◆ Passage to read:
━━━━━━━━━━━━━━━━
‘I felt the wrath of HIV’

‘I felt the wrath of HIV’

It was a poster that read ‘HIV Testing’ that changed Nompumelelo Mantangana’s life. In 2000, she was a nurse at Nyanga Junction and every morning she would come to work and see a poster on the wall that encouraged people to come and test for HIV. Despite this call, the clinic was not able to conduct testing every day because the clinic psychologist was not available for counselling.

I was so frustrated, and I demanded training,’ says Nompumelelo, now provincial chairperson of the TAC.
Her request was granted. But when she started testing people, Nompumelelo says that is when she really felt the ‘wrath of HIV’. At the time Médecins Sans Frontières (MSF) was providing ARVs in Khayelitsha, so she referred many of her patients there.

Although it seemed the best solution at the time, Nompumelelo was still unhappy. ‘It was unfair for people to go so far, I didn’t understand how people could not have treatment in South Africa, how only people with money could access medication,’ she says.

Two years later, this very frustration hit closer to home. Nompumelelo’s brother was diagnosed with HIV in 2002. She tried everything she could, but still she was unable to get medication for her brother, leading to his death. When she suffered the same experience with a second brother, Nompumelelo didn’t need anything else, or anyone else, to tell her that she needed to be part of the solution.

Throwing herself into the Treatment Action Campaign (TAC), Nompumelelo got involved in door-to-door campaigns that mobilised the community and educated them about HIV/AIDS. In the beginning, there wasn’t a single NGO in Gugulethu, recalls Nompumelelo and only 10 people were on medication, but these 10 people were empowered and able to empower those around them in turn.

Fifteen years on, Nompumelelo says, ‘the TAC is working wonders in Khayelitsha’. It has managed to change the mindset of healthcare workers and has won them over. But relations between TAC members and healthcare workers weren’t easy in the early days. ‘The healthcare workers felt under pressure and threatened by the TAC,’ she says. Being a healthcare worker herself, Nompumelelo made an effort to show other community workers what the TAC was about, and why it was important for the communities to have a working partnership. So she went about recruiting as many colleagues as she could to join the TAC.
━━━━━━━━━━━━━━━━
◆ Task set:
a – List every place name mentioned in the article about Nompumelelo Mantangana, giving each one once.
b – Change the article about Nompumelelo Mantangana by replacing "brother" with "cousin" in the part from "Although it seemed" to "of the solution.", and write out that part.
The lines after this point come from a separate source unrelated to the article.
━━━━━━━━━━━━━━━━
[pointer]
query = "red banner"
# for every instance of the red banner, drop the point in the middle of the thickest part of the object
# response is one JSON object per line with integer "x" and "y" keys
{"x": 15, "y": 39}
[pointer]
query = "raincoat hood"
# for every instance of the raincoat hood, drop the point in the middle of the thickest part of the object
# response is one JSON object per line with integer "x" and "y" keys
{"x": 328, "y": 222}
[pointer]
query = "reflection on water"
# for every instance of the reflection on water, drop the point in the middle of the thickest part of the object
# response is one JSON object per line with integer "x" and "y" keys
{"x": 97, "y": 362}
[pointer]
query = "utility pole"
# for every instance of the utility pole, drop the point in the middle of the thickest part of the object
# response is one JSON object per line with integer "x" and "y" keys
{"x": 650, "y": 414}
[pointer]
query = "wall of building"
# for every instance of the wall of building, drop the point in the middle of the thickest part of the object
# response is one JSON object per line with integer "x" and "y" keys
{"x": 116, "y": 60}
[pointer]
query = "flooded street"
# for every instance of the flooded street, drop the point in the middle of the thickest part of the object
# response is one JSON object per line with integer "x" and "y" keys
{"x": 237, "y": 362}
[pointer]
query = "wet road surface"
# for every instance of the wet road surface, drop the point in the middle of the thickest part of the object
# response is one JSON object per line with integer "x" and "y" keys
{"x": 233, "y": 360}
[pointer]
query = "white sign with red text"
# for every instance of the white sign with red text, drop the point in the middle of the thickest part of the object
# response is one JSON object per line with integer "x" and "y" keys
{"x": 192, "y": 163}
━━━━━━━━━━━━━━━━
◆ Responses in order:
a – Nyanga Junction, Khayelitsha, South Africa, Gugulethu

b –
Although it seemed the best solution at the time, Nompumelelo was still unhappy. ‘It was unfair for people to go so far, I didn’t understand how people could not have treatment in South Africa, how only people with money could access medication,’ she says.

Two years later, this very frustration hit closer to home. Nompumelelo’s cousin was diagnosed with HIV in 2002. She tried everything she could, but still she was unable to get medication for her cousin, leading to his death. When she suffered the same experience with a second cousin, Nompumelelo didn’t need anything else, or anyone else, to tell her that she needed to be part of the solution.